• _Page excerpt_:
====

Rory Mccarthy
The Case of the Vanishing Missiles
The Achilles Trap: Saddam Hussein, the United States and the Middle East, 1979–2003
By Steve Coll
Allen Lane 576pp £30
On the evening of 13 December 2003, nine months after the invasion of Iraq, a combat team from the US 4th Infantry Division arrived at a small farmhouse by the River Tigris, north of Baghdad. Soldiers pulled back a mat on a patio to reveal a narrow, chest-deep hole, out of which they dragged a dishevelled Saddam Hussein, a pistol tucked in his belt. ‘I am the president of Iraq, and I am willing to negotiate,’ he said. Two decades earlier, the Iraqi dictator had been a US pawn who, it was hoped, might restrain the revolutionary clerics across the border in Tehran. But Washington and Baghdad misread each other, stumbling from alliance into seismic confrontation, the Americans driven by the pursuit of chemical, biological and nuclear weapons that the Iraqi regime had long since destroyed. In his compelling book, journalist Steve Coll investigates the prewar years to ask why the Americans found the Iraqi dictator so hard to fathom and why Saddam effectively sacrificed his regime in the cause of weapons he did not possess.

====

• _Extracted data_:
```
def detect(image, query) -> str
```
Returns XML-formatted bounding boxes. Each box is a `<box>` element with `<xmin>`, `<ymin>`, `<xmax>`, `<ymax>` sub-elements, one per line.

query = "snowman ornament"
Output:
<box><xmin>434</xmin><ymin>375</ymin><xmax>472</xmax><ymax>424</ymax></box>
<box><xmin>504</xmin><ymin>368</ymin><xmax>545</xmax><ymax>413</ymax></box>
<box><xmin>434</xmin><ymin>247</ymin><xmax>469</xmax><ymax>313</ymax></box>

====

• _Task item A_: Turn the review's paragraph that begins "On the evening of 13 December 2003" into a short bulleted list that keeps its main facts.
• _Task item B_: According to the review, which US unit did the combat team that found Saddam Hussein come from?
The lines that come after the review are separate material and have nothing to do with it.

• _Response A_:
- On the evening of December 13, 2003, nine months after the invasion of Iraq, a combat team from the US 4th Infantry Division reached a small farmhouse by the River Tigris, north of Baghdad.
- Under a mat on a patio, soldiers found a narrow, chest-deep hole and pulled out a disheveled Saddam Hussein with a pistol in his belt.
- He said he was the president of Iraq and was willing to negotiate.
- Twenty years earlier, he had been a US pawn who, it was hoped, might hold back the revolutionary clerics in Tehran.
- Washington and Baghdad misread each other and moved from alliance to major confrontation.
- The Americans were driven by the hunt for chemical, biological and nuclear weapons that Iraq had long since destroyed.
- In his book, journalist Steve Coll looks at the prewar years to ask why the Americans found Saddam so hard to understand. He also asks why Saddam in effect sacrificed his regime for weapons he did not have.

• _Response B_: The US 4th Infantry Division.